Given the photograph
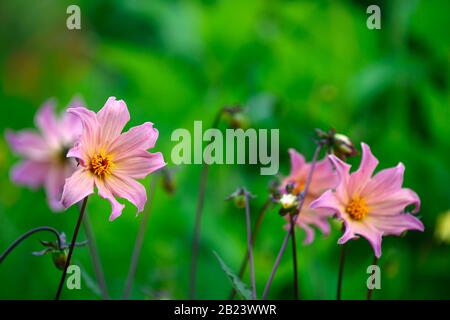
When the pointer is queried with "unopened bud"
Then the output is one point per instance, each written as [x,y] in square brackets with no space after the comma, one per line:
[60,258]
[343,146]
[168,181]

○ ○ ○ ○ ○ ○ ○

## [EXERCISE PROMPT]
Which lines run from the one with "When the pointer" through the end of the listing above? Restate them word for word, with nothing else.

## [ANSWER BOX]
When the pointer is queried with "unopened bud"
Then the output is one point per instance, each written as [x,y] in square brackets with no space after the comma, one per line:
[60,258]
[343,146]
[168,181]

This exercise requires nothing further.